Natural-language object grounding data

=== Begin Enclosure ===

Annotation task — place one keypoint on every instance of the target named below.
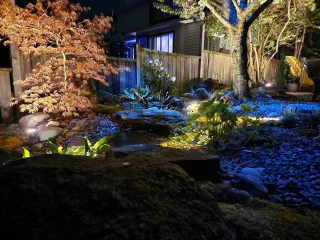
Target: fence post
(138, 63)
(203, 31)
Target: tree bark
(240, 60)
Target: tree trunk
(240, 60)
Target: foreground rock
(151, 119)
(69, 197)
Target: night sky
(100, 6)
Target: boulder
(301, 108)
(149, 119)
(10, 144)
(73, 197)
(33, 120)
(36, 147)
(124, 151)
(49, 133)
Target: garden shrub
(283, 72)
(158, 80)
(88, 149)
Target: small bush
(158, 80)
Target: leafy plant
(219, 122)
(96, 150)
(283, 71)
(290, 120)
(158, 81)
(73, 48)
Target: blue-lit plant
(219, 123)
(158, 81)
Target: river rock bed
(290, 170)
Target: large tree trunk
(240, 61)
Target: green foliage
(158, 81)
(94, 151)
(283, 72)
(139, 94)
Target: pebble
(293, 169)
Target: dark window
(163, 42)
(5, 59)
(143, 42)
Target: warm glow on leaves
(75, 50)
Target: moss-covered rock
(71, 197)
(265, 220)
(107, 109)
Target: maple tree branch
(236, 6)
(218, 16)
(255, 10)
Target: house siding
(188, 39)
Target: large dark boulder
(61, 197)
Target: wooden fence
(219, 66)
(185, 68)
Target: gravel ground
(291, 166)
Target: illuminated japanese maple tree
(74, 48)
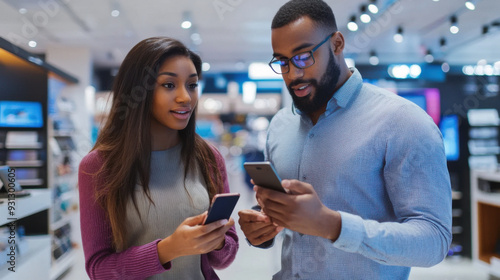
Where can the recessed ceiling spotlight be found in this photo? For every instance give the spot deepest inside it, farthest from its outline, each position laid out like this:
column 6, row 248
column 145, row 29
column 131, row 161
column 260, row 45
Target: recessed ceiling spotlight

=== End Enclosure ===

● **Exercise**
Give the records again exactly as they stand, so that only the pictures are missing.

● **Solved exercise**
Annotation task — place one keypoint on every instance of the target named below.
Target: fence post
(138, 63)
(203, 31)
Target: tree bark
(240, 60)
Target: tree trunk
(240, 60)
Target: foreground rock
(151, 119)
(69, 197)
Target: night sky
(100, 6)
Target: boulder
(301, 108)
(149, 119)
(10, 144)
(73, 197)
(33, 120)
(36, 147)
(124, 151)
(49, 133)
Target: garden shrub
(283, 72)
(158, 80)
(88, 149)
Target: small bush
(158, 80)
Target: leafy plant
(219, 122)
(96, 150)
(283, 71)
(290, 120)
(158, 81)
(73, 48)
Target: blue-lit plant
(219, 123)
(158, 81)
Target: river rock bed
(290, 170)
Target: large tree trunk
(240, 61)
Target: green foliage
(158, 81)
(94, 151)
(283, 72)
(139, 94)
Target: pebble
(293, 169)
Target: dark window
(163, 42)
(5, 59)
(143, 42)
Target: warm glow on leaves
(75, 50)
Target: moss-covered rock
(71, 197)
(265, 220)
(107, 109)
Target: maple tree branch
(236, 6)
(218, 16)
(255, 10)
Target: house siding
(188, 39)
Target: large dark boulder
(61, 197)
Target: wooden fence
(219, 66)
(185, 68)
Target: gravel ground
(291, 166)
Target: illuminated japanese maple tree
(74, 48)
Where can the recessed ceiling spotlight be found in this photo? For every instance give the spot deepest inside it, farthest from its outline, each position laid out like this:
column 6, row 248
column 145, row 29
column 131, row 161
column 260, row 45
Target: recessed ceiling spotlight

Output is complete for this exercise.